__DOCUMENT__:
====

The 4 ingredient (Orange, Apple, Tomato, Strawberry) ML Model results Dataset statistics:

3.8k training images (73%), 876 validation images (19%), 432 testing images (8%) - Trained for 55 epochs
Results:
- Precision: 90.5%
- Recall: 89.7%
- mAP@0.5: 94.5%
- mAP@.5:.95: 72.6%

The Green + Red Pepper results Dataset statistics:

726 training images (80%), 132 validation images (15%), 45 testing images (5%)
Trained for 55 epochs
Results:
- Precision: 87.3%
- Recall: 84.7%
- mAP@0.5: 90.5%
- mAP@.5:.95: 68.4%

Credits to myself for leading the Machine Learning effort.

Software

Tools used:

Figma
React
CSS
Bootstrap
Firebase Authentication
Firebase Cloudstore database
Python
Flask
Luxonis SDK
Multithreading
Bash scripts
Raspbian (Debian Linux)
Postman

The following block diagram displays the standalone design between a user interface and the smart fridge add-on, as well as the usage of an external API for extended functions.

As shown in the diagram, the smart fridge add-on consists of a Raspberry Pi Zero 2 W, connected to an Oak-D-Lite via USB. The Raspberry Pi has the responsibility of communicating with local devices to register the system, as well as transferring the data to an online database. The registration is accomplished using a Flask LAN server. This will allow the device to run a “handshake” protocol intended to link the device to the user’s account that is stored in Firebase by storing the database keys on the device itself. That way, when the device begins to upload data including the contents and ingredients detected, the user would be able to view this data on the web application dashboard page.

A secondary script will run to listen for the light sensor's signal on the falling edge. This thread’s starting conditions depend on the user credentials that have been stored when the registration endpoint is activated. The script would also begin on startup if the device is restarted via a shell script. The falling edge indicates that the fridge door was previously opened, but then closed with the fridge lights being turned off, causing the environment to be darker than the threshold necessary to pass the signal. When this happens, the Raspberry Pi will listen to the data stream from the Oak-D-Lite to acquire a snapshot of the fridge contents. This snapshot contains both the image and the object detection results. This is sent to the Firebase server, where the data gets overwritten. Having the support to connect multiple devices to an account allows flexibility for further applications such as aggregating ingredients for use-cases such as checking for potential recipes.

This application software also interfaces with the USB port to retrieve the data stream from the Oak-D-Lite. The Oak-D-Lite handles both the camera input on its wide stereo perspective, and the object detection analysis. For the design, YOLOv7 was selected for its advantages of only using the image once, and its lightweight and fast processing time. Due to fast response times, we are able to improve the UX of our application by reducing the latency of the responses. Additionally, a lightweight design without image storage will remove the need for a secondary backend server hosted on the cloud. This will include the image, as well as the results of the object detection models.

The following sequence diagram describes the communication between the actor and the systems in order to acquire the queried data, as well as the initialization process in order to synchronize a user's credentials with a data access token.

====

__GIVEN REQUEST__:
Copy the part of the smart fridge write-up starting with "The following sequence" and going on through "data access token.", swapping "sequence diagram" out for "flowchart".

====

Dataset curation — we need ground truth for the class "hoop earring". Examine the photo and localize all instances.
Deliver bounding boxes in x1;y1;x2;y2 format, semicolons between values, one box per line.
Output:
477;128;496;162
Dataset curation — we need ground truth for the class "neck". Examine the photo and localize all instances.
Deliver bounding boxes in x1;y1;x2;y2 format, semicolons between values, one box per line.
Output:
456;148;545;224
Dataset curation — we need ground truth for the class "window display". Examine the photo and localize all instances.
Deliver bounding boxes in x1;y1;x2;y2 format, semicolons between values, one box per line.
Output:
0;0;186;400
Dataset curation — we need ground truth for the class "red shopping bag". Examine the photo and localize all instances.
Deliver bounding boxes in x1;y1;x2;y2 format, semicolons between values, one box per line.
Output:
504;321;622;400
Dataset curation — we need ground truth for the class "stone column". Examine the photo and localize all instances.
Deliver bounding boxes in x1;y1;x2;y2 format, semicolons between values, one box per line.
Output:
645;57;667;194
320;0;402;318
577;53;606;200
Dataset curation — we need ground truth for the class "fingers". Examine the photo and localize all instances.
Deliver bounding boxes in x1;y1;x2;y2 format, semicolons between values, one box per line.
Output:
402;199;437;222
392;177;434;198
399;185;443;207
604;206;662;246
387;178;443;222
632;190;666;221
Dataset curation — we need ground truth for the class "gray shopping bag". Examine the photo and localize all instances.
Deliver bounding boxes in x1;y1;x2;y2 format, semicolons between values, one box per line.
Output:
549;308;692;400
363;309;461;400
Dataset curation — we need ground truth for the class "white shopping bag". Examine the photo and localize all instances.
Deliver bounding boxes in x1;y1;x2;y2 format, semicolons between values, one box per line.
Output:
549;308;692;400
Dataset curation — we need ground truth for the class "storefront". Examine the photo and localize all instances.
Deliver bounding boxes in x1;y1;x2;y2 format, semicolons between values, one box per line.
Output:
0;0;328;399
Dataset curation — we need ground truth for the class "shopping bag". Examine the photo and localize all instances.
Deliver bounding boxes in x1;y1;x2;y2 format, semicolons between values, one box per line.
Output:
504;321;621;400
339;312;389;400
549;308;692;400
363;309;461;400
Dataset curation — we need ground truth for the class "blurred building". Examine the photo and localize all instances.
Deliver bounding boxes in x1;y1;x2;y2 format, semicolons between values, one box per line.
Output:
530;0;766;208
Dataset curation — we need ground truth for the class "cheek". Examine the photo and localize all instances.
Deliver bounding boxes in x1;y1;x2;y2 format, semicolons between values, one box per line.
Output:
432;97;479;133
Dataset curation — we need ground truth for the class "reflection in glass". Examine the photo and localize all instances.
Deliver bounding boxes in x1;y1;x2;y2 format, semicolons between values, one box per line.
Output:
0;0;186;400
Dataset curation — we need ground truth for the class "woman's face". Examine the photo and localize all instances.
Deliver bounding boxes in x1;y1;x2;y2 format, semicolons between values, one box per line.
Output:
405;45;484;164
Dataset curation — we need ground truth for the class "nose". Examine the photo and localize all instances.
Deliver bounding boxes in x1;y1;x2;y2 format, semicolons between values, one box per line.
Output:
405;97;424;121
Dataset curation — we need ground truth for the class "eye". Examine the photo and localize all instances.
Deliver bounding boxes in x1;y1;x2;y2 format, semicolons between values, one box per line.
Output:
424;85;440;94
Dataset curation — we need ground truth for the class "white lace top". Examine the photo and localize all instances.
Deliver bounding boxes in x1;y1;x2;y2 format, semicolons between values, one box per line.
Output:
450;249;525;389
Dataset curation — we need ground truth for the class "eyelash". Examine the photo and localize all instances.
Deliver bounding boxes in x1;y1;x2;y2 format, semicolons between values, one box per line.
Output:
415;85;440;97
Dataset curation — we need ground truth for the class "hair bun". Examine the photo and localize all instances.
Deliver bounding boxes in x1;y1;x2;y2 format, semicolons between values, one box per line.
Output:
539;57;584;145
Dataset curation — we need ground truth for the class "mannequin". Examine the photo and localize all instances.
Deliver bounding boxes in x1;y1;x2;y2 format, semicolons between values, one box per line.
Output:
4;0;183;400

====

__REPLY__:
The following flowchart describes the communication between the actor and the systems in order to acquire the queried data, as well as the initialization process in order to synchronize a user's credentials with a data access token.